# WHAT YOU ARE ASKED TO DO:
Copy out each line below in which the string "collar" appears.

------ SUPPLIED RECORDS ------

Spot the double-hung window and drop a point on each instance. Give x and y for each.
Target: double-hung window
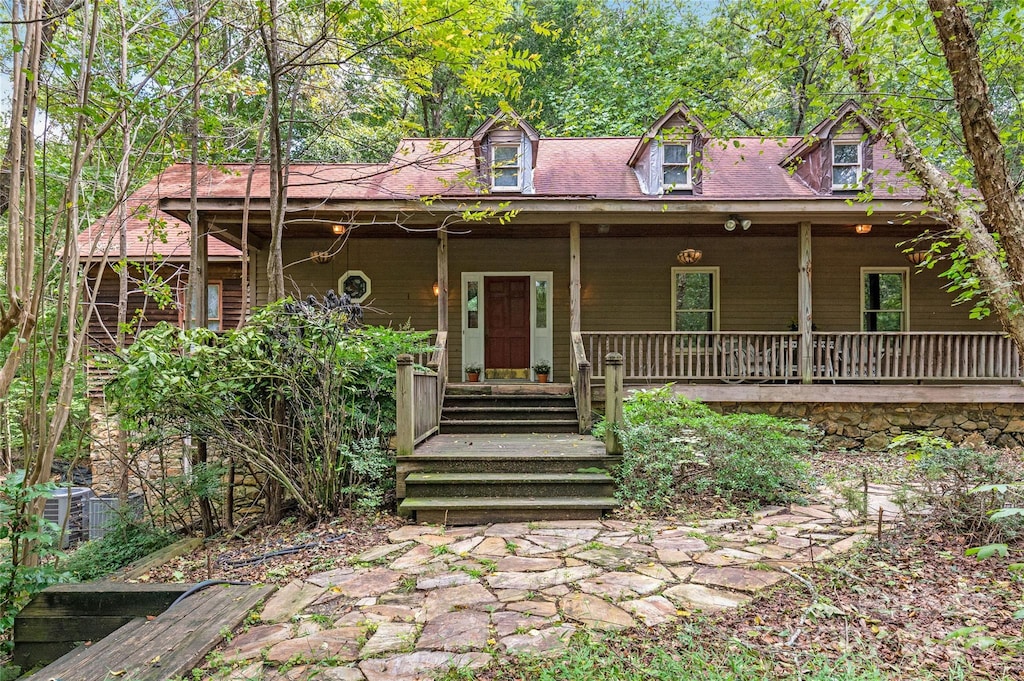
(694, 298)
(848, 169)
(676, 167)
(885, 299)
(505, 171)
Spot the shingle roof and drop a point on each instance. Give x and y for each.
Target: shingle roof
(150, 230)
(740, 168)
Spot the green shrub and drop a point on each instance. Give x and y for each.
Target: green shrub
(20, 579)
(125, 541)
(945, 480)
(672, 445)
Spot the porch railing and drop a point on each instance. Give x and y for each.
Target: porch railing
(419, 394)
(744, 356)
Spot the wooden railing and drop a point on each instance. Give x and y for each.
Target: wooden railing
(743, 356)
(419, 393)
(580, 376)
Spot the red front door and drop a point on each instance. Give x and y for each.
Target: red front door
(506, 323)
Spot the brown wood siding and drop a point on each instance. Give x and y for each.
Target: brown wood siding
(837, 262)
(102, 325)
(626, 282)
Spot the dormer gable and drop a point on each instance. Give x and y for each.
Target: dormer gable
(837, 156)
(668, 157)
(506, 146)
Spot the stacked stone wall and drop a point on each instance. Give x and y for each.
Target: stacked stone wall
(873, 425)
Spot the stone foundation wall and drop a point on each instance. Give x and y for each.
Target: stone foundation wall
(872, 426)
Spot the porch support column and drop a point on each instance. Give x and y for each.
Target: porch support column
(574, 314)
(442, 281)
(199, 277)
(806, 360)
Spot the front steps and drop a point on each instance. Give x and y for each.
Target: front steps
(478, 478)
(485, 408)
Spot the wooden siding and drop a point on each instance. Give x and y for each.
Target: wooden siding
(627, 281)
(102, 325)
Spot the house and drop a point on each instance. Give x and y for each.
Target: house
(755, 273)
(157, 252)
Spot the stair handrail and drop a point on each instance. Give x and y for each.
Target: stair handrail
(438, 363)
(580, 373)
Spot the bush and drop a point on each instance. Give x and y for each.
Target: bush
(672, 445)
(20, 578)
(945, 480)
(126, 540)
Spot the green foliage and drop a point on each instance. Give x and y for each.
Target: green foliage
(20, 579)
(974, 492)
(126, 540)
(672, 445)
(299, 393)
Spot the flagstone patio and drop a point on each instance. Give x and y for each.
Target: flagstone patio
(433, 598)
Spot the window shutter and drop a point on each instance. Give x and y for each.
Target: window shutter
(526, 165)
(484, 165)
(656, 171)
(696, 159)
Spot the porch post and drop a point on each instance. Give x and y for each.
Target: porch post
(404, 416)
(574, 315)
(441, 281)
(199, 275)
(806, 360)
(612, 401)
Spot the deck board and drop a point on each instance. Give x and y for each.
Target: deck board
(167, 646)
(525, 445)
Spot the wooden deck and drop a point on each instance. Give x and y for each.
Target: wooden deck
(165, 647)
(520, 445)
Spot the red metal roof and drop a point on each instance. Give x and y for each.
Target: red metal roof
(150, 230)
(739, 168)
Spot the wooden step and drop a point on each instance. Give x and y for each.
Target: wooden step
(510, 426)
(166, 647)
(509, 484)
(476, 510)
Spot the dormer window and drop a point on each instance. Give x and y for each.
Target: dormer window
(506, 171)
(676, 167)
(847, 166)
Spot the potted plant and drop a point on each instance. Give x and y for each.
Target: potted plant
(542, 369)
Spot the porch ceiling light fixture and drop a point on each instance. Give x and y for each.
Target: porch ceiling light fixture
(321, 257)
(689, 256)
(734, 221)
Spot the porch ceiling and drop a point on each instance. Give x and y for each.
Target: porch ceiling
(547, 218)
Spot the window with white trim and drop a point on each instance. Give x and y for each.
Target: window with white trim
(694, 298)
(848, 167)
(885, 298)
(676, 167)
(505, 168)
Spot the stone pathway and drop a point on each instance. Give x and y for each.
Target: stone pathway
(433, 598)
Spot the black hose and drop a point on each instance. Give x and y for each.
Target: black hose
(208, 583)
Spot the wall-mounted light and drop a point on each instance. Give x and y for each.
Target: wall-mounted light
(735, 221)
(689, 257)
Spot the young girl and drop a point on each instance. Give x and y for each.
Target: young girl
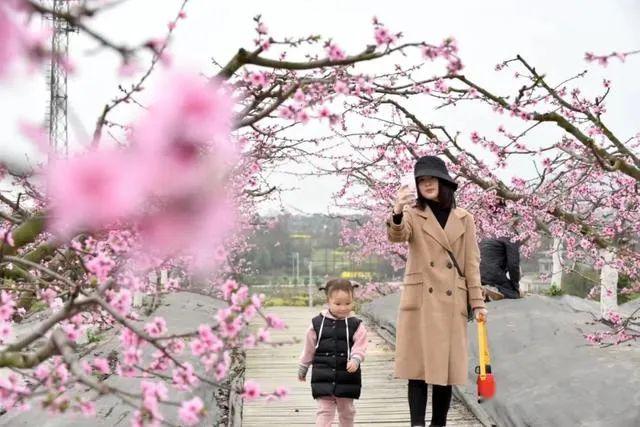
(335, 344)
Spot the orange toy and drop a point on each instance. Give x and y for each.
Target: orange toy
(486, 382)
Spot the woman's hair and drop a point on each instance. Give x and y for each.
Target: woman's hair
(335, 285)
(446, 196)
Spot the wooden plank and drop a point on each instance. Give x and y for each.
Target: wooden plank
(383, 401)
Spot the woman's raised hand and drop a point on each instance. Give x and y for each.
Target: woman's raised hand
(404, 197)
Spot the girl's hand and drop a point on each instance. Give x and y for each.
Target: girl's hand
(480, 314)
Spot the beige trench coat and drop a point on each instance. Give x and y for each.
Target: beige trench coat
(431, 332)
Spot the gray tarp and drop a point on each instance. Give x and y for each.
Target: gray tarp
(546, 372)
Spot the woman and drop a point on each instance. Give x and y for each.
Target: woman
(442, 274)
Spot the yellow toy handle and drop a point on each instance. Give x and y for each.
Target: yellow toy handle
(483, 349)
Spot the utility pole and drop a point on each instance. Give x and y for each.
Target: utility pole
(57, 77)
(310, 287)
(297, 268)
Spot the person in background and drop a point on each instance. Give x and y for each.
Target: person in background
(500, 268)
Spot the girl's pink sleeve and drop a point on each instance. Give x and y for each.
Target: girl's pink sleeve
(360, 342)
(309, 347)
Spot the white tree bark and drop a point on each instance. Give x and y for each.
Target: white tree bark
(608, 285)
(556, 266)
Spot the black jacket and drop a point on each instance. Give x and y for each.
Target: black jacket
(497, 258)
(329, 376)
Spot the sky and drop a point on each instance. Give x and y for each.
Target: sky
(553, 35)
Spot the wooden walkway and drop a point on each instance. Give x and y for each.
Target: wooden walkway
(383, 402)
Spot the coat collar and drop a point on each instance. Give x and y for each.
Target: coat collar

------

# RESPONSE TO THIS EXERCISE:
Spot the coat collar and drop a point on each instance. Give x and y for each.
Target: coat collar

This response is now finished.